[Data entries]
-- start --
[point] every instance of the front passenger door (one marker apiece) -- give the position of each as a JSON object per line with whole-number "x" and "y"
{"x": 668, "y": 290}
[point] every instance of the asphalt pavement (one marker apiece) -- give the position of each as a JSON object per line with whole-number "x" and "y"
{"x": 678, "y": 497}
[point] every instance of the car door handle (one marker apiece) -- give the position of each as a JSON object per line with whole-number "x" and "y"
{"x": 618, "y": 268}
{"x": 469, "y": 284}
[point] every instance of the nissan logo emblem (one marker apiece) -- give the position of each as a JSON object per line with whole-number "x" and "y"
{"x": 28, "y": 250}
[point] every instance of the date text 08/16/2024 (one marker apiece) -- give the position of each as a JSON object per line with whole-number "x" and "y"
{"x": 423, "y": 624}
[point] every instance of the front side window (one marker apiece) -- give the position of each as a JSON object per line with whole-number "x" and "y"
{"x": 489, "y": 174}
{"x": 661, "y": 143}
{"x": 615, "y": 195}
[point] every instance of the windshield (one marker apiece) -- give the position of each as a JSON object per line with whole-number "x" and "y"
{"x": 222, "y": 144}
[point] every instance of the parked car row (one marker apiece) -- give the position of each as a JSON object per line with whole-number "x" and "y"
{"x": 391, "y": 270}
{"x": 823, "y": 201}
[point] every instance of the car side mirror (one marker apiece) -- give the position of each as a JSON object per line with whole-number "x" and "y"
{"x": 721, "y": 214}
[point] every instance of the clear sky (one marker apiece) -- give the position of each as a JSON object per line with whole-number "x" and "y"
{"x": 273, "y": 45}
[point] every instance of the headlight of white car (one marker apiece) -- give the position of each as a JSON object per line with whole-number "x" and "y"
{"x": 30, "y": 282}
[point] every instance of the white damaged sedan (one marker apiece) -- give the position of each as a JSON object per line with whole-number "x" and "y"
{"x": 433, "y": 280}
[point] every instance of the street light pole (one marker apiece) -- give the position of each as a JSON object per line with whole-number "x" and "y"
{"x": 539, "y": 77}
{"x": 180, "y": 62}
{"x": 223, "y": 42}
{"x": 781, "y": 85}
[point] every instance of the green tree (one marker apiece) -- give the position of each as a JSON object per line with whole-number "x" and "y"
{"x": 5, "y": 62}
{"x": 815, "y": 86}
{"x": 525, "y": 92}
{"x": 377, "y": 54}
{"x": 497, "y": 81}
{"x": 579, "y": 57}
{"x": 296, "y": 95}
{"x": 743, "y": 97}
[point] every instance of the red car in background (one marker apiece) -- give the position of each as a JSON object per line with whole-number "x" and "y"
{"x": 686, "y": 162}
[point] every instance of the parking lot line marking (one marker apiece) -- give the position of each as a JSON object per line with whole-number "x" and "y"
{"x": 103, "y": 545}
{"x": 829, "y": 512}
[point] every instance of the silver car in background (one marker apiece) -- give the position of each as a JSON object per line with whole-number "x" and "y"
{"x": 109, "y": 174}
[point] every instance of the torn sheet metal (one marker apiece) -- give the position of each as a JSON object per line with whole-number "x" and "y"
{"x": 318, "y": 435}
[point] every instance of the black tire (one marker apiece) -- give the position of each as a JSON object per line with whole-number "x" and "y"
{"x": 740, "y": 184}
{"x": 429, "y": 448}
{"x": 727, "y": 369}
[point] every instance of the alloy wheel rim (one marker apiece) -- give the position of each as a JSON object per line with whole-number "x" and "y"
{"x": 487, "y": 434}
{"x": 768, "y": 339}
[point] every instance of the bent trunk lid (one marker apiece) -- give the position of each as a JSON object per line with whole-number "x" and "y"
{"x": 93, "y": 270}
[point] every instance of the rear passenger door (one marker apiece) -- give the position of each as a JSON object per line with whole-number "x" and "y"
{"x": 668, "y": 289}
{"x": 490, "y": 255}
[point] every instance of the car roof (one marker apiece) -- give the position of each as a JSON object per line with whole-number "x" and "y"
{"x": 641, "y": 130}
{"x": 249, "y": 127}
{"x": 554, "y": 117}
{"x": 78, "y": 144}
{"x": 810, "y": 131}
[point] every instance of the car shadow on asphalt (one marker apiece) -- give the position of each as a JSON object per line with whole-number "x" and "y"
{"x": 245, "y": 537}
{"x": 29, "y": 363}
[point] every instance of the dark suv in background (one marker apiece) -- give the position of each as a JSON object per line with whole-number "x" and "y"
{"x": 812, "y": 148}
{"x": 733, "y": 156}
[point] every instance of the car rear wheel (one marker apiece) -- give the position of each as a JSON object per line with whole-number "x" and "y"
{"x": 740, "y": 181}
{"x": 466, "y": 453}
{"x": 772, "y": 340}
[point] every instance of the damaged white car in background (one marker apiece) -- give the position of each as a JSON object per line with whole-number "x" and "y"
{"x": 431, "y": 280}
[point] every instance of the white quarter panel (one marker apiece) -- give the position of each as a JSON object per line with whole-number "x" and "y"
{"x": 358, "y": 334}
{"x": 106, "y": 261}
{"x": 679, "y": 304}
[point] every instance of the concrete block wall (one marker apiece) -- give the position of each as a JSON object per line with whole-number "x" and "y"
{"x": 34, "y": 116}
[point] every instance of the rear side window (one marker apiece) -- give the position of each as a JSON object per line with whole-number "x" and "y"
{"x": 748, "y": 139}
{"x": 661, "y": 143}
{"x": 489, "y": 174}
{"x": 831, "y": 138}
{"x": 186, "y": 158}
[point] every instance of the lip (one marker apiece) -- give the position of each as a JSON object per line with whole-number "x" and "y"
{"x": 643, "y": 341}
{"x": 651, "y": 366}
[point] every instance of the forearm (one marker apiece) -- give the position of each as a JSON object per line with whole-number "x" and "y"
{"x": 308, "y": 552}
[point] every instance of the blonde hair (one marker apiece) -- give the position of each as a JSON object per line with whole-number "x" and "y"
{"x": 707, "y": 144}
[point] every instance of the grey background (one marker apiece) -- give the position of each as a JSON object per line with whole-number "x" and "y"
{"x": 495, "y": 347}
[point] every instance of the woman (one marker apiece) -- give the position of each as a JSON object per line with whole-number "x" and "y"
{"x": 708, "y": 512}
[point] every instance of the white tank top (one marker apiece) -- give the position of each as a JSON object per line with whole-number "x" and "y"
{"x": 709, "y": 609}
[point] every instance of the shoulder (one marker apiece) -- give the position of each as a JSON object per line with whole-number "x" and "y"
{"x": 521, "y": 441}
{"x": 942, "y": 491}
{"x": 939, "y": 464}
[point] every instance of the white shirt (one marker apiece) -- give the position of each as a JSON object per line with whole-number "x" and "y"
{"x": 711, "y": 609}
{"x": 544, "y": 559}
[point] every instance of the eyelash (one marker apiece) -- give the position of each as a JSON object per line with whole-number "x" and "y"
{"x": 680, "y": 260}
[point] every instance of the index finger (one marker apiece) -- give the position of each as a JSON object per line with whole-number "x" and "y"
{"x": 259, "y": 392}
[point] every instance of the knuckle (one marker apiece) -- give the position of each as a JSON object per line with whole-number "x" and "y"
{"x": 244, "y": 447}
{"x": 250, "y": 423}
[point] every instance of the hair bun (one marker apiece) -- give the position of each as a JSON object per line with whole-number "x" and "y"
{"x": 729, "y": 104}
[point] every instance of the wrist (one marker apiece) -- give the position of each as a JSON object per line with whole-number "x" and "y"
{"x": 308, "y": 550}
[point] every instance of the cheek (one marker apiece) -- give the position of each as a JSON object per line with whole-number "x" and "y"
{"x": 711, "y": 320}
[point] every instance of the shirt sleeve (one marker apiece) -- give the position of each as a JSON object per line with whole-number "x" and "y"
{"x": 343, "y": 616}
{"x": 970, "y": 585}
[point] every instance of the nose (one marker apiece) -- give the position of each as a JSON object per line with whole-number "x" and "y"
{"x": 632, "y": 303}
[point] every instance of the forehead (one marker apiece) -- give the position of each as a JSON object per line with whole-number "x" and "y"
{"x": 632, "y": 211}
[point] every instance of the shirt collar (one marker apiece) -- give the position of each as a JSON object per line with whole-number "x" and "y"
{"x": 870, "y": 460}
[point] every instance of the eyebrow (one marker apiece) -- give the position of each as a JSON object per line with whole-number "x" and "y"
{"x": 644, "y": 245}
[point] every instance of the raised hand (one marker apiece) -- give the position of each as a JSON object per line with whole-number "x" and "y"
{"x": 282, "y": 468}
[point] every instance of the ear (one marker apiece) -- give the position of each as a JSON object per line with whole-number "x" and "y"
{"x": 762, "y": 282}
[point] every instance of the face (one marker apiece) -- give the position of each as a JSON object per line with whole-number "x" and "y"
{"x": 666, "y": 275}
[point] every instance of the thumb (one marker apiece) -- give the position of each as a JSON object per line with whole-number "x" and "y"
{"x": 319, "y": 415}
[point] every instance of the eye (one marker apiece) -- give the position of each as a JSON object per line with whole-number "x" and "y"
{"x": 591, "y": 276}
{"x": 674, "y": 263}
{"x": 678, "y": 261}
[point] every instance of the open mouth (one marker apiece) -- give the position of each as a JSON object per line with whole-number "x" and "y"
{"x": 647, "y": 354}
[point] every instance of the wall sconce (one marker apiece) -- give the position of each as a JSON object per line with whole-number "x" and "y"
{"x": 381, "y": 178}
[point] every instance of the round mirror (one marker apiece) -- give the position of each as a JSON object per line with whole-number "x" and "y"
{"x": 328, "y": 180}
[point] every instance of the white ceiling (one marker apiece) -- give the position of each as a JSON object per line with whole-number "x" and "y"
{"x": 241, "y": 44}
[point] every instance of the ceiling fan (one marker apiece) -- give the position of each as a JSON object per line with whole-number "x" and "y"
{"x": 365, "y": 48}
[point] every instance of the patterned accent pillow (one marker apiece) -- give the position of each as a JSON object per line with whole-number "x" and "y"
-- end --
What the task requires
Give again, word for word, every line from the one holding "[point] every instance of the eye (one" to the end of the data.

Task solution
[point] every instance of the eye (one marker apiece) -- give the position of each as a JSON object per line with whole-number "x" and "y"
{"x": 591, "y": 276}
{"x": 674, "y": 263}
{"x": 678, "y": 261}
[point] every instance of the open mouth (one marker apiece) -- give the position of each as a JSON object per line with whole-number "x" and "y"
{"x": 647, "y": 354}
[point] every instance of the wall sconce (one marker apiece) -- give the position of each as a JSON object per line with whole-number "x" and "y"
{"x": 381, "y": 178}
[point] every instance of the round mirror (one marker apiece) -- give the position of each as a JSON object per line with whole-number "x" and "y"
{"x": 328, "y": 180}
[point] every instance of the white ceiling (one marker apiece) -- give the position of each as a JSON object per line with whole-number "x" and "y"
{"x": 241, "y": 44}
[point] every instance of the ceiling fan (one marker apiece) -- give the position of each as a JSON object per line with whole-number "x" and "y"
{"x": 365, "y": 48}
[point] every instance of the patterned accent pillow (one marker apiece) -- give the position of each as a JSON object per line with whole-number "x" and "y"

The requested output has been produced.